- _EXERCISE AIM_:
Your task is to extract every line from the material below exactly.

(Point labeling examples)
┌──

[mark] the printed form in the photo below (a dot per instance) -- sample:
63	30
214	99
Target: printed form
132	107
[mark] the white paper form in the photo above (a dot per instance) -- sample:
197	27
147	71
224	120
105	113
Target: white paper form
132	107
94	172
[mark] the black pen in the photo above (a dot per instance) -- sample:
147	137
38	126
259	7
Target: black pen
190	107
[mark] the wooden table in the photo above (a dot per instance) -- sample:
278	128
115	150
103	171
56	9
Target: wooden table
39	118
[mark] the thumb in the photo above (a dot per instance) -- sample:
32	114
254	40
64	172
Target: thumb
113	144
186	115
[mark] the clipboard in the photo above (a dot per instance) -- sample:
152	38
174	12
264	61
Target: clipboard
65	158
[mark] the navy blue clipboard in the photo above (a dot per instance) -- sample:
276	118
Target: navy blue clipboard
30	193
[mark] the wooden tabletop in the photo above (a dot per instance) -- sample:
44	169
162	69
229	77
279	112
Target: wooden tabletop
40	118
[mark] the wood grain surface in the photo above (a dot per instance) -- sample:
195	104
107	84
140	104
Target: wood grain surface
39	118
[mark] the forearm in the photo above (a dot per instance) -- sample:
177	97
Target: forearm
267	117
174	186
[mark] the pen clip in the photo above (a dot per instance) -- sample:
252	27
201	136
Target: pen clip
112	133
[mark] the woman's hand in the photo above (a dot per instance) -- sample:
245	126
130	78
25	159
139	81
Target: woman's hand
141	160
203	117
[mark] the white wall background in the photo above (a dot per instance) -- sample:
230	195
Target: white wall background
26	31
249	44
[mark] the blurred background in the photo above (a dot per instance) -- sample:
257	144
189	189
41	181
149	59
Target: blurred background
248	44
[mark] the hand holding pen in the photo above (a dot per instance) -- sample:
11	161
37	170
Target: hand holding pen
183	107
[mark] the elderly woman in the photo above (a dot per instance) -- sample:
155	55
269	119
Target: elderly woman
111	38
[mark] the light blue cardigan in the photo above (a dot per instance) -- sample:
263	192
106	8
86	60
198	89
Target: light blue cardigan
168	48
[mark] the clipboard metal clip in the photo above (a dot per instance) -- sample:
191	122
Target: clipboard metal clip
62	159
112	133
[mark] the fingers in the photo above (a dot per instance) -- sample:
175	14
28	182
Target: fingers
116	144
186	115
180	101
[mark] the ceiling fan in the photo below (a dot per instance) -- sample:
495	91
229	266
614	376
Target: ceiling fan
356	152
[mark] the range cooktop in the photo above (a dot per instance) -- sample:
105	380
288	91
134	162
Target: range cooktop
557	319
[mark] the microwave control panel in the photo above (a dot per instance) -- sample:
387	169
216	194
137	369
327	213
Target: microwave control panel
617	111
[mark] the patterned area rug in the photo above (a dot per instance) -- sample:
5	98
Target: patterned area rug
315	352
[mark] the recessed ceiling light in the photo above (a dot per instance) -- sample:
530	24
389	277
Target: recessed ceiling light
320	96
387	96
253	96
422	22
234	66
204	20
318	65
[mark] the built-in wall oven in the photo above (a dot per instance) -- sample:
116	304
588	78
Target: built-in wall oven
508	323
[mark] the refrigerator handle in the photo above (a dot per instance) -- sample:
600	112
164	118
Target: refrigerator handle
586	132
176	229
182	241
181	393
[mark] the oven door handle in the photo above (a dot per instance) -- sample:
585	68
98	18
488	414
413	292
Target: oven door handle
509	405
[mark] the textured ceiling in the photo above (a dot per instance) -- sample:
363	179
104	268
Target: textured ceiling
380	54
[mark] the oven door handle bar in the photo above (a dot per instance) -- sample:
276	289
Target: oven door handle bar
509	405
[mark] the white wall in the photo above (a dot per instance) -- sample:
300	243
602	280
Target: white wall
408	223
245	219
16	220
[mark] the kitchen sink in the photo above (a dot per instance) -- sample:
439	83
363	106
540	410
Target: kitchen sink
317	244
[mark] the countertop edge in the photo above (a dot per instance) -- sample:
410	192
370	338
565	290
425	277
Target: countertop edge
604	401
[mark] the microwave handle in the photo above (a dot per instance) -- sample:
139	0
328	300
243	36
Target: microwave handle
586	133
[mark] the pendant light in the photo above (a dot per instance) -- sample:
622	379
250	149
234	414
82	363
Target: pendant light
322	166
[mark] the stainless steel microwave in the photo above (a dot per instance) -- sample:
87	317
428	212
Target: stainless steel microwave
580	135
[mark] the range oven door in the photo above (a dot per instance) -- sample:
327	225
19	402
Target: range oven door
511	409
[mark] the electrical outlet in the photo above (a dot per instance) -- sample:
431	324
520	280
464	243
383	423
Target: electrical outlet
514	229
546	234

└──

- _THE REPLY_:
[mark] the printed form in the photo below (a dot per instance) -- sample:
63	30
214	99
Target: printed form
132	107
[mark] the white paper form in the photo above (a dot per instance) -- sample:
197	27
147	71
224	120
105	113
Target: white paper form
132	107
94	172
[mark] the black pen in the photo above (a dot per instance) -- sample:
147	137
38	126
259	7
Target: black pen
190	107
[mark] the wooden table in the photo above (a dot per instance) -- sample:
278	128
115	150
103	171
56	9
Target: wooden table
39	118
[mark] the thumb in the photo above (a dot per instance) -- sample:
32	114
254	40
64	172
Target: thumb
113	144
186	115
[mark] the clipboard in the photo above (a dot per instance) -- sample:
152	38
174	12
264	61
Target: clipboard
65	158
[mark] the navy blue clipboard in the photo above (a dot per instance) -- sample:
276	118
Target: navy blue clipboard
30	193
[mark] the wooden tabletop in the photo above (a dot per instance) -- sample:
44	169
162	69
229	77
279	112
Target: wooden tabletop
40	118
[mark] the wood grain surface in the photo above (a dot per instance) -- sample:
195	104
107	84
140	104
Target: wood grain surface
39	118
[mark] the forearm in the photo above (a dot per instance) -- sample:
177	97
Target: forearm
267	117
174	186
[mark] the pen clip in the photo above (a dot per instance) -- sample:
252	27
201	136
Target: pen clip
112	133
[mark] the woman's hand in the photo above (a dot per instance) -- sample:
245	126
130	78
25	159
139	81
Target: woman's hand
141	160
203	117
[mark] the white wall background in the photo above (a dot per instance) -- sample:
230	195
Target: white wall background
26	31
249	44
[mark] the blurred background in the photo above (a dot per instance) -- sample:
257	144
189	189
41	181
149	59
Target: blurred background
248	44
[mark] the hand holding pen in the photo above (a dot per instance) -- sample:
11	161
37	170
Target: hand holding pen
183	107
[mark] the elderly woman in the photo above (a dot per instance) -- sample:
155	55
269	119
Target: elderly woman
111	38
[mark] the light blue cardigan in the photo above (a dot per instance) -- sample:
263	192
106	8
86	60
198	89
Target: light blue cardigan
168	48
[mark] the clipboard metal clip in the photo above (a dot per instance) -- sample:
191	122
Target: clipboard metal clip
62	159
112	133
[mark] the fingers in the photo above (a dot per instance) -- sample:
175	14
28	182
Target: fingers
116	144
186	115
180	101
[mark] the ceiling fan in the photo below (a dot per instance) -- sample:
495	91
229	266
614	376
Target: ceiling fan
356	152
[mark] the range cooktop in the photo above (a dot per instance) -- sample:
105	380
288	91
134	162
Target: range cooktop
557	319
[mark] the microwave control panel in the photo above (a dot per instance) -- sample:
387	169
216	194
137	369
327	213
Target: microwave control panel
617	111
[mark] the patterned area rug in the photo above (a dot per instance) -- sample:
5	98
Target: patterned area rug
315	352
[mark] the recessed ceiling light in the photo above (a dot per instance) -- sample:
530	24
389	277
Target: recessed ceiling light
320	96
387	96
253	96
422	22
234	66
204	20
318	65
[mark] the built-in wall oven in the photo above (a dot per instance) -- sample:
116	304
588	78
Target: built-in wall oven
508	323
[mark] the refrigerator handle in the photo above (a dot per instance) -- sample:
600	112
164	118
Target: refrigerator handle
586	132
176	229
182	241
181	393
[mark] the oven door handle in the photo above (a dot per instance) -- sample:
585	68
98	18
488	414
413	292
Target: oven door handle
509	405
[mark] the textured ceiling in the photo above (a dot per instance) -- sample:
363	179
104	268
Target: textured ceiling
380	54
[mark] the oven door handle bar in the photo above (a dot per instance) -- sample:
276	289
Target: oven door handle bar
509	405
[mark] the white wall in the photo above (a dot per instance) -- sample:
300	243
602	280
Target: white wall
408	223
245	219
16	220
[mark] the kitchen sink in the photo above (a dot per instance) -- sample:
439	83
363	106
540	410
Target: kitchen sink
317	244
[mark] the countertop edge in the photo above (a dot per instance) -- sample:
410	192
370	338
565	290
425	277
Target: countertop edge
604	401
[mark] the microwave handle in the photo above (a dot per instance) -- sample:
139	0
328	300
243	36
Target: microwave handle
586	133
[mark] the pendant light in the photo above (a dot per instance) -- sample:
622	379
250	149
234	414
82	363
Target: pendant light
322	166
[mark] the stainless steel microwave in the photo above (a dot per instance) -- sample:
87	317
428	212
Target: stainless steel microwave
580	135
[mark] the range oven door in the photo above (a dot per instance) -- sample:
327	225
19	402
Target: range oven door
511	409
[mark] the electrical outlet in the photo above (a dot per instance) -- sample:
431	324
520	280
464	243
383	423
Target: electrical outlet
514	229
546	234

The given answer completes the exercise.